How to complete this task » Take the entries that follow and write them out again, word for word.

Material for this task »
══════
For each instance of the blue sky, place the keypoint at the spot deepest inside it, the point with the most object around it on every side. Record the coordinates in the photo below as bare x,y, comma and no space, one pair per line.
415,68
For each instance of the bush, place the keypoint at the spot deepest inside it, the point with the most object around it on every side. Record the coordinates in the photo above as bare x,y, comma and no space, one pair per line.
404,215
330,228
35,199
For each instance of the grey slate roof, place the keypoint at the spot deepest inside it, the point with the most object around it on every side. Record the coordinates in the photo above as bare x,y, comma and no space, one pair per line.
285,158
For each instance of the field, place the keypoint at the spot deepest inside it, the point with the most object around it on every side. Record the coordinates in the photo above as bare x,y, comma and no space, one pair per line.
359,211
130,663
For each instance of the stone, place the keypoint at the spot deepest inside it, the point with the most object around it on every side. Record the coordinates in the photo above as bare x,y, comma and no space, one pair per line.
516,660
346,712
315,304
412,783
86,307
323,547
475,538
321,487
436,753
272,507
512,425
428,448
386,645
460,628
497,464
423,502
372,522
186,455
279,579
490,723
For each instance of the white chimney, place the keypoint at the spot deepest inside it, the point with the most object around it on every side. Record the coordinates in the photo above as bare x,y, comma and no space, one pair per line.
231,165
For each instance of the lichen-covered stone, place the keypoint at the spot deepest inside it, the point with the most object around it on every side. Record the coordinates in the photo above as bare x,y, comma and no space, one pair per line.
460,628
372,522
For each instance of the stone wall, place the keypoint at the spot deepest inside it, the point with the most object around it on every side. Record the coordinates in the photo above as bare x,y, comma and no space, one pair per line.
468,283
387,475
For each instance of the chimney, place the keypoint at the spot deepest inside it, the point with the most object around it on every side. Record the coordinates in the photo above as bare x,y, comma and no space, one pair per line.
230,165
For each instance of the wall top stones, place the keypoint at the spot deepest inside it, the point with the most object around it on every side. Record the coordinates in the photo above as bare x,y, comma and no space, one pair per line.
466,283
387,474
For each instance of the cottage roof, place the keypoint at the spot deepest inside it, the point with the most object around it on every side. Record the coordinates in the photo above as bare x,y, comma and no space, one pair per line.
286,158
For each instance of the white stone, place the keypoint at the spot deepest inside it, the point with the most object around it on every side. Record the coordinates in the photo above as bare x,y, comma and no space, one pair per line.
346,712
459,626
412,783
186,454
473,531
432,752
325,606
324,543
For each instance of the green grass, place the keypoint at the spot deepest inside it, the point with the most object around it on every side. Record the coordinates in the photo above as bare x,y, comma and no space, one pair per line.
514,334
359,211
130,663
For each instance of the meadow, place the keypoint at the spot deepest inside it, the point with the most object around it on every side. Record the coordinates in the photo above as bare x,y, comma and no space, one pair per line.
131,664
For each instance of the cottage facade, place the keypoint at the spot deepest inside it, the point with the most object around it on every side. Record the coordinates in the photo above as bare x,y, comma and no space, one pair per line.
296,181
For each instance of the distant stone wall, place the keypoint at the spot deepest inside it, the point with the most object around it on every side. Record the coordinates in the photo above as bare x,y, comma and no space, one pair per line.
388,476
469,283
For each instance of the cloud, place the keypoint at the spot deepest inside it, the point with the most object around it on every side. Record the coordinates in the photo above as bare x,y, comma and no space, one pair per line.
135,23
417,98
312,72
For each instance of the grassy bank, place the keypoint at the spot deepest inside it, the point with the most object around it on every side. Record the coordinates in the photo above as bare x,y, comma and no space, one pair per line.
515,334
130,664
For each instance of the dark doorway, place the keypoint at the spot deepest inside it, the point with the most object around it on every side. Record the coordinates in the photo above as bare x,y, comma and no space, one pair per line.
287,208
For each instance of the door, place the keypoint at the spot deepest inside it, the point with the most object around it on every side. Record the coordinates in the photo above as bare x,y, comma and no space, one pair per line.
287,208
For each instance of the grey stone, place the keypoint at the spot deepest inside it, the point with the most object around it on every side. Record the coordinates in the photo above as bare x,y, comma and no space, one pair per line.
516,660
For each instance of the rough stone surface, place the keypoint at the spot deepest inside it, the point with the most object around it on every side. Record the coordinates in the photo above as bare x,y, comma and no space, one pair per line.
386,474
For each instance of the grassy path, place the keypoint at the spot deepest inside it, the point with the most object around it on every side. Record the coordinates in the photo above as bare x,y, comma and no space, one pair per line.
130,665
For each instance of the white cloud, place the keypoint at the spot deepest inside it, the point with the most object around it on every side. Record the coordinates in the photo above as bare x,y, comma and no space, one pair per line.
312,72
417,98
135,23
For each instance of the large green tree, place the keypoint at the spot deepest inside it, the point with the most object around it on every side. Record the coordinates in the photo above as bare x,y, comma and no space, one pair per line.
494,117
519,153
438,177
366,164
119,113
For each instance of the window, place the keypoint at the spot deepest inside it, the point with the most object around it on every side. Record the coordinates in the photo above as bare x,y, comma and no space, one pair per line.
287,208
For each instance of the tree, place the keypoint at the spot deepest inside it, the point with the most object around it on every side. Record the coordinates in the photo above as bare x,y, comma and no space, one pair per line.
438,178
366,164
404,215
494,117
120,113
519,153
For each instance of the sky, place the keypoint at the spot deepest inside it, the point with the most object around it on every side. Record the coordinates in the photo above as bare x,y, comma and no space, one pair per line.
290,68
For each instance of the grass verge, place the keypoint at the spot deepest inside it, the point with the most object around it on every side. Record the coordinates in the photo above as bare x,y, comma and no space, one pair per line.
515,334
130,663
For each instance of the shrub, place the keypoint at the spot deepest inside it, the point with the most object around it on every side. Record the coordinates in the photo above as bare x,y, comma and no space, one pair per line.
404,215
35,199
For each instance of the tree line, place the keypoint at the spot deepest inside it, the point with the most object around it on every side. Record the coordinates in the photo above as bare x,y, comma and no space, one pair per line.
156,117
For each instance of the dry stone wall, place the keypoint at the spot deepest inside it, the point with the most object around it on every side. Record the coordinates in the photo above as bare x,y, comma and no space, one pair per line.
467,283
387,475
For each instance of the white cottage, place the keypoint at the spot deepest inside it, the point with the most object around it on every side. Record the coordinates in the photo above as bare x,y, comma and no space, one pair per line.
══════
Written response »
For each instance of the blue sky, place the keypoint at the spot deepest inside it, the point with the most object around it on every side. Record the coordinates in the photo below as bare x,y, comma and no space, one pair per line.
415,68
For each instance of the bush, place the keypoint at the spot deepest inside it, the point with the most object around it on every side. Record the coordinates in the photo above as bare x,y, comma and no space, one pair per line.
404,215
330,228
35,199
For each instance of the grey slate roof, place the keypoint at the spot deepest inside it, the point with the most object around it on every side. Record the coordinates in the photo above as bare x,y, comma and no space, one pair per line.
285,158
For each instance of the field, place the keypoint at the spot deepest inside it, the point with the most object around it on every side. Record the coordinates in the photo above as bare x,y, comma and no space, one pair per line.
359,211
130,663
For each instance of the stone, place the keypoint at the spot deepest inside it, the point with the most object around it on every side. Record the coordinates in the photo above as bare x,y, comma and no space, one pair per line.
516,660
346,712
315,304
412,783
86,307
323,547
475,538
321,487
436,753
272,507
512,425
428,448
386,645
460,628
497,464
423,502
372,522
186,455
279,579
490,723
For each instance of the white chimney, place the keypoint at the spot deepest inside it, the point with the most object around it on every side. Record the coordinates in the photo above as bare x,y, comma and no space, one pair per line.
231,165
For each instance of the lichen-covered stone, place the keypoint at the spot deepest inside it, the point with the most object around it on every side. Record the coordinates in the photo above as bare x,y, comma and no space, one pair per line.
460,628
372,522
For each instance of the stone wall, place the keypoint at the spot deepest inside it, the point with the most object around it on every side. Record the coordinates in the photo above as bare x,y, comma and no space, one pair per line.
468,283
387,475
For each instance of the chimney, place the keypoint at the spot deepest inside it, the point with the most object around it on every side. Record the coordinates in the photo above as bare x,y, comma and no space, one pair per line.
230,165
For each instance of the wall top stones, place the keypoint at the spot deepest inside it, the point with the most object around it on every side. Record the coordinates in the photo above as bare x,y, comma and no space, one pair per line.
466,283
387,474
For each instance of the cottage roof, place the keypoint at the spot deepest inside it, the point with the most object around it on every side. Record the coordinates in the photo above as bare x,y, comma and no space, one pair per line.
286,158
For each instance of the white stone, place the keypoint at the spot deepest inside it, the point with the most object around it on every side. Record the coordinates in the photo above as bare x,y, comma and no space, one pair per line.
346,712
459,626
412,783
186,454
473,531
432,752
325,606
324,543
For each instance of the green grass, place the keypoint at the spot deepest inside it, the point with the most object around it on every side. Record the coordinates in the photo above as bare x,y, comma and no space, one pair per line.
514,334
359,211
130,663
For each instance of the meadow, place the keypoint at the spot deepest inside it, the point with the most object around it on every side. Record the coordinates in the photo above as bare x,y, comma and no space, one pair per line.
131,664
For each instance of the cottage facade, place the keypoint at the spot deepest inside it, the point with the most object around it on every side. Record the coordinates in the photo above as bare x,y, comma and no space, one pair per line.
296,181
For each instance of the distant stone wall, place the keypoint at the spot deepest inside it, the point with the most object around it on every side. Record the coordinates in the photo above as bare x,y, comma and no space, one pair per line.
388,476
469,283
For each instance of the cloud, place the keypoint at the spot deepest inside it, the point with the most object around it on every side. Record the coordinates in the photo above as bare x,y, comma and no space, one pair per line.
135,23
417,98
312,72
For each instance of the grassy bank, place the keypoint at the spot deepest inside it, the point with the most object around it on every side. Record the coordinates in the photo above as bare x,y, comma and no space, one pair per line.
515,334
130,664
For each instance of the dark doorway, place the keypoint at the spot deepest inside it, the point with the most object around it on every side. Record the coordinates in the photo above as bare x,y, comma and no space, one pair per line.
287,208
For each instance of the door, place the keypoint at the spot deepest inside it, the point with the most object around it on every side. Record the coordinates in the photo above as bare x,y, comma and no space, one pair per line.
287,208
For each instance of the grey stone, place the keypoint at the spot deepest inside it, the point with the most object around it on every side. Record the coordinates in the photo above as bare x,y, comma and no space, one pair per line.
516,660
For each instance of the rough stone surface, place the keypoint at the spot deepest inside it, the point with the most object around it on every side. Record the coordinates in the photo above as bare x,y, comma and no space, one pair per line.
386,474
For each instance of the grassy path, place the keypoint at the spot deepest inside it, the point with the most object around it on every side. Record the coordinates in the photo above as bare x,y, comma and no space, one pair per line.
130,665
For each instance of the white cloud, place the keypoint at the spot deepest inside it, the point with the most object around it on every side. Record the coordinates in the photo above as bare x,y, comma and no space, one pair per line.
312,72
417,98
135,23
For each instance of the large green tree, place the keypoint at the spot deepest inside it, the point with the most object around it on every side. Record the coordinates in the photo above as bare x,y, comma and no space, one pair per line.
494,117
519,153
438,177
366,164
119,113
For each instance of the window, place the keypoint at the spot deepest inside it, the point with the most object around it on every side. Record the coordinates in the photo above as bare x,y, comma and no space, one pair per line.
287,208
For each instance of the tree, place the keypoint at the spot deepest inside it, the point with the most object around it on every side. Record the coordinates in the photo above as bare x,y, comma and no space, one pair per line.
438,178
366,164
404,215
494,117
120,113
519,153
For each instance of the sky, place the keypoint at the spot deepest inside it, the point with the most object around it on every side. Record the coordinates in the photo above as bare x,y, comma and no space, one pair per line.
290,68
For each instance of the grass verge, place the keypoint at the spot deepest inside it, the point with the most object around it on every side. Record the coordinates in the photo above as bare x,y, comma and no space, one pair per line.
515,334
130,663
For each instance of the shrub, place the keypoint at the spot deepest inside it, the point with the most object around it on every side. Record the coordinates in the photo above as bare x,y, comma and no space, one pair per line.
404,215
35,199
For each instance of the tree line, place the keypoint at the spot deepest inside it, the point with the most object around it on every side. Record the coordinates in the photo above as bare x,y, comma and no space, one pair per line.
156,117
For each instance of the dry stone wall, place the keypoint at the spot deepest inside it, the point with the most object around it on every side. Record the coordinates in the photo above as bare x,y, comma and no space, one pair per line.
467,283
387,475
For each instance of the white cottage, place the keypoint at the spot deepest inside it, the point with the most object around it on every side. Record the coordinates in the photo above as bare x,y, comma and no space, one pair per line.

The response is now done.